Répondez à ces trois questions d'après le texte à lire :
1. Comment les parents voyaient-ils Dieu ?
2. Combien d'enfants compte la famille ?
3. En 2005, de quelle ville vers quel village s'est fait le déménagement ?

• Texte à lire:

::::::

Et ils étaient justes.
Je n'ai jamais été assujettie à la
religion pour des raisons culturelles.
On me traitait comme les autres,
et on attendait les mêmes choses de moi.
On ne m'a jamais enseigné que Dieu
jugeait différemment selon le sexe.
Mes parents voyaient Dieu comme un
ami bénéfique et miséricordieux,
et cela a façonné ma
façon de voir le monde.
Évidemment, mon éducation a
eut d'autres avantages.
Une famille de 11 enfants, c'est
un cours de diplomatie 101. (rires)
On me demande
quelle école j'ai fréquenté,
« À l'École d'affaires publiques Kennedy? »
et je réponds « Non,
à l'École d'affaires
internationales Murabit. »
C'est très exclusif! Il faut parler
à ma mère pour y entrer.
Heureusement pour vous, elle est ici.
Faire partie de 11 enfants,
et avoir 10 frères et soeurs
vous en apprend beaucoup
sur les hiérarchies et les alliances.
L'attention aussi.
Il faut parler vite, ou moins,
parce qu'on va toujours vous interrompre.
Ça vous montre l'importance
des messages.
Il faut poser les bonnes questions
pour obtenir les bonnes réponses,
et il faut dire non de la bonne
manière afin de garder la paix.
Mais la leçon la plus importante
qu'on m'ait apprise
c'est l'importance de participer au débat.
Quand la lampe préférée de ma mère
s'est brisée, je devais être là quand
elle essayait de trouver le coupable,
car je devais me défendre.
Sinon, c'est vous qu'on accuse.
Et après, vous êtes puni.
Je ne parle pas par
expérience, bien entendu.
Quand j'avais 15 ans en 2005,
j'ai terminé mes études secondaires
et j'ai déménagé de Saskatoon au Canada
à Zawiya, le village natal
de mes parents en Libye,
une communauté très traditionnelle.

::::::

• Bloc de données:

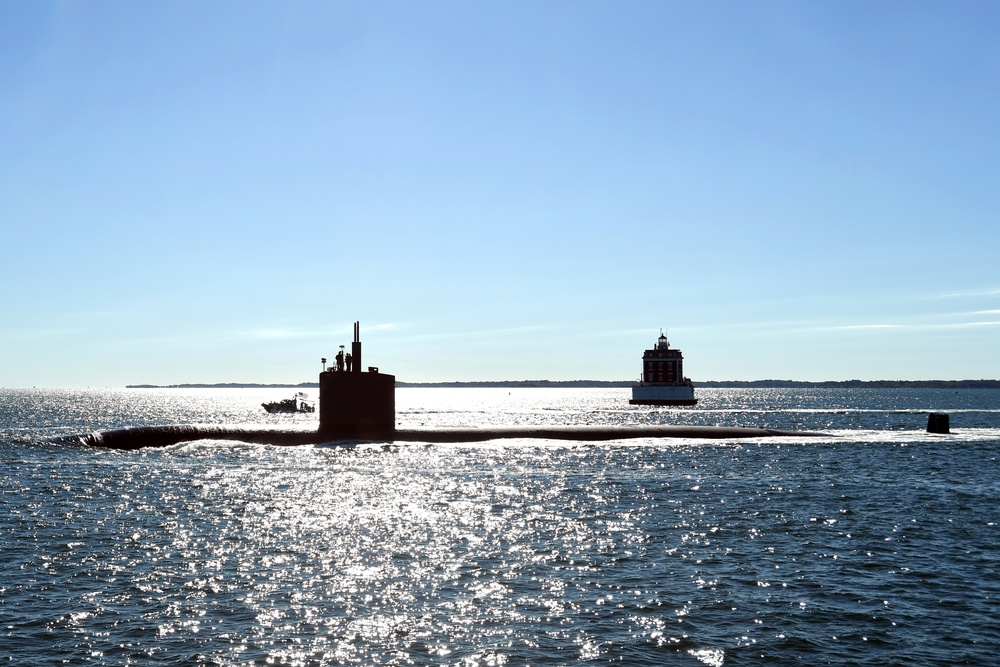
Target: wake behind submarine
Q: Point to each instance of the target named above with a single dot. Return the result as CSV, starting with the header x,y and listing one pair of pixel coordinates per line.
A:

::::::

• Corrigé de l'exercice:
1. Comme un ami bénéfique et miséricordieux.
2. Onze enfants.
3. De Saskatoon, au Canada, vers Zawiya, le village natal des parents en Libye.